=== Input data ===
--- START ---

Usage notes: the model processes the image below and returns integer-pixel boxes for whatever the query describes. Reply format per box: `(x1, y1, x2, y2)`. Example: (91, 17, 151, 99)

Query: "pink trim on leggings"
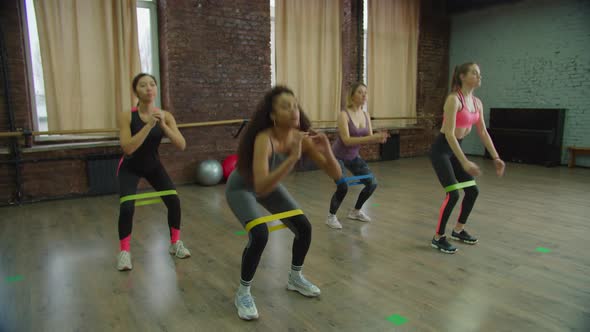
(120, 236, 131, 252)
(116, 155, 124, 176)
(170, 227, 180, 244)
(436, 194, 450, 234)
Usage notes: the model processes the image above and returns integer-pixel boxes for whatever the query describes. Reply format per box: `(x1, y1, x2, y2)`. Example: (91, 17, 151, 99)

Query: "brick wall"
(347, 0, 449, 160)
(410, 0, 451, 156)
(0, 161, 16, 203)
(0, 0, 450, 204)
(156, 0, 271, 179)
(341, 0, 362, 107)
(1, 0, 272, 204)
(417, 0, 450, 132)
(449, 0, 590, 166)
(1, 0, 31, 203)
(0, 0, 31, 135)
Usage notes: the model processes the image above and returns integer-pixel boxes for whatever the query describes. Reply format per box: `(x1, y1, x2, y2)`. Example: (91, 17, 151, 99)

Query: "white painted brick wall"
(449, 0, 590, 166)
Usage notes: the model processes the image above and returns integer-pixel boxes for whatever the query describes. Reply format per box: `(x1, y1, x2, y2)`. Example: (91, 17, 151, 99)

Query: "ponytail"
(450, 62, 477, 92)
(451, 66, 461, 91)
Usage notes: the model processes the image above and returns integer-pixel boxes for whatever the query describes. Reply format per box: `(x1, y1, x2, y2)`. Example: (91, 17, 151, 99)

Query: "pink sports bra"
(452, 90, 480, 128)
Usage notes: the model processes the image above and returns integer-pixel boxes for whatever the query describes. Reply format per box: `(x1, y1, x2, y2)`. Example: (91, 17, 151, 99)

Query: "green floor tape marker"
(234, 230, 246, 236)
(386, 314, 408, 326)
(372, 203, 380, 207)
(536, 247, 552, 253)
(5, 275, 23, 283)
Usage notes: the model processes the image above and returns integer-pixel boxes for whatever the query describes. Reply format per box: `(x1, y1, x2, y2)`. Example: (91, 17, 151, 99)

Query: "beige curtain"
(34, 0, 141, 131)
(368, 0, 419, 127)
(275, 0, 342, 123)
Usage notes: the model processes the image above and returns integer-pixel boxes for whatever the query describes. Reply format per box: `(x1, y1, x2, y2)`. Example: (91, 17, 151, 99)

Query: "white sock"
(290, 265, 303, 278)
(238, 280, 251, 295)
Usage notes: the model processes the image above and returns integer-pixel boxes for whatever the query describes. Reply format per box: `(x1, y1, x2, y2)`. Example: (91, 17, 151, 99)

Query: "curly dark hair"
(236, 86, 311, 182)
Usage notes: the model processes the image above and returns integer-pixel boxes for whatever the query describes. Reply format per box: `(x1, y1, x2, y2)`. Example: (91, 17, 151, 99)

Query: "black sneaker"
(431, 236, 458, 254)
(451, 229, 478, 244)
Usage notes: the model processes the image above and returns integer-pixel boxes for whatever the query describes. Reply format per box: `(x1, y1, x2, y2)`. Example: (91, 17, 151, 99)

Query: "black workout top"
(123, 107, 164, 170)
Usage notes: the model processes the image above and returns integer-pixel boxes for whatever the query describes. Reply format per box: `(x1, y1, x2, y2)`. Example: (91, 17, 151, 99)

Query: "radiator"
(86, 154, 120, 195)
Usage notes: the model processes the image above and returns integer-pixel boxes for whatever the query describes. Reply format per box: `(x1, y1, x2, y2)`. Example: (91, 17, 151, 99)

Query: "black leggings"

--- END ---

=== Exercise details ===
Would you copy out every entry above word for word, without the pictures?

=== Output ===
Usage notes: the model processes the image below and returns integer-pixel boxes for whatever the query describes. Reply format per box: `(x1, y1, x2, y2)`. Example: (91, 17, 151, 99)

Query: "pink trim on leggings"
(120, 236, 131, 252)
(116, 155, 124, 176)
(170, 227, 180, 244)
(436, 194, 450, 234)
Usage notes: the model processes the image above and returns integer-pixel boxes for whatever the query describes. Reply format per box: `(x1, y1, x2, y2)`. Example: (91, 17, 151, 99)

Query: "brick wall"
(347, 0, 449, 160)
(410, 0, 451, 156)
(0, 161, 16, 203)
(0, 0, 450, 204)
(156, 0, 271, 179)
(341, 0, 362, 107)
(1, 0, 272, 204)
(417, 0, 450, 132)
(449, 0, 590, 166)
(1, 0, 31, 203)
(0, 0, 31, 135)
Usage notes: the model processes the image above and returns integer-pixel boxes for whatever the query describes. Reply format per box: `(x1, y1, x2, y2)`. Example: (91, 17, 151, 99)

Query: "white painted brick wall"
(449, 0, 590, 166)
Usage notes: the model processes the image above and returns integer-pixel boxes for whatever the query describes. Reply format per box: `(x1, y1, x2, y2)`. Example: (91, 17, 151, 99)

Query: "ponytail"
(450, 62, 477, 92)
(451, 66, 461, 91)
Usage notes: the model processes the image above and returns integer-pixel boxes for whatever the query describes. Reply format per box: `(x1, y1, x2, y2)`. Example: (91, 17, 151, 99)

Query: "pink sports bra"
(452, 90, 480, 128)
Usage notes: the model processes the image above and returns integer-pixel boxes for whatever the query describes. Reply format per box: `(x1, y1, x2, y2)`. Example: (91, 17, 151, 99)

Query: "green floor tape marker"
(234, 230, 246, 236)
(386, 314, 408, 326)
(372, 203, 380, 207)
(536, 247, 552, 253)
(5, 275, 23, 283)
Usage notes: the model processes the image above and returns integer-pixel boxes for whatever the query describes. Reply format per box: `(x1, y1, x2, y2)`. Example: (91, 17, 151, 99)

Query: "beige curtain"
(34, 0, 141, 131)
(368, 0, 419, 127)
(275, 0, 342, 123)
Usage notes: the model processes the image above and returns integer-pixel boxes for whatever the query describes. Reply format per box: `(x1, y1, x2, y2)`. Example: (91, 17, 151, 99)

Query: "white sock"
(290, 265, 303, 278)
(238, 280, 251, 295)
Usage notes: the model processes the image above and returns integer-pixel boxes for whatever the query describes. Reply format per box: `(x1, y1, x2, y2)`. Example: (91, 17, 151, 99)

Query: "curly dark hair"
(236, 86, 311, 182)
Usage notes: the model processes the image above and returns integer-pixel boxes for whatever the query describes. Reply format per box: `(x1, y1, x2, y2)`. Example: (91, 17, 151, 99)

Query: "black sneaker"
(431, 236, 458, 254)
(451, 229, 478, 244)
Usage notes: the model processes the image above and returns integer-pixel boxes for whatever the query describes. Reply format per box: `(x1, y1, x2, y2)`. Example: (91, 17, 151, 99)

Query: "black workout top"
(123, 107, 164, 170)
Usage notes: the model processes the image above and returns integer-pixel boxes for whatever the query describes. Reply format per box: `(x1, y1, x2, y2)`. Example: (91, 17, 151, 99)

Query: "radiator"
(86, 154, 120, 195)
Usage notes: the model processes the image above and returns integer-pixel boxes for whatever the query describes. Reply format per box: `(x1, y1, x2, y2)`. Example: (91, 17, 151, 99)

Query: "black leggings"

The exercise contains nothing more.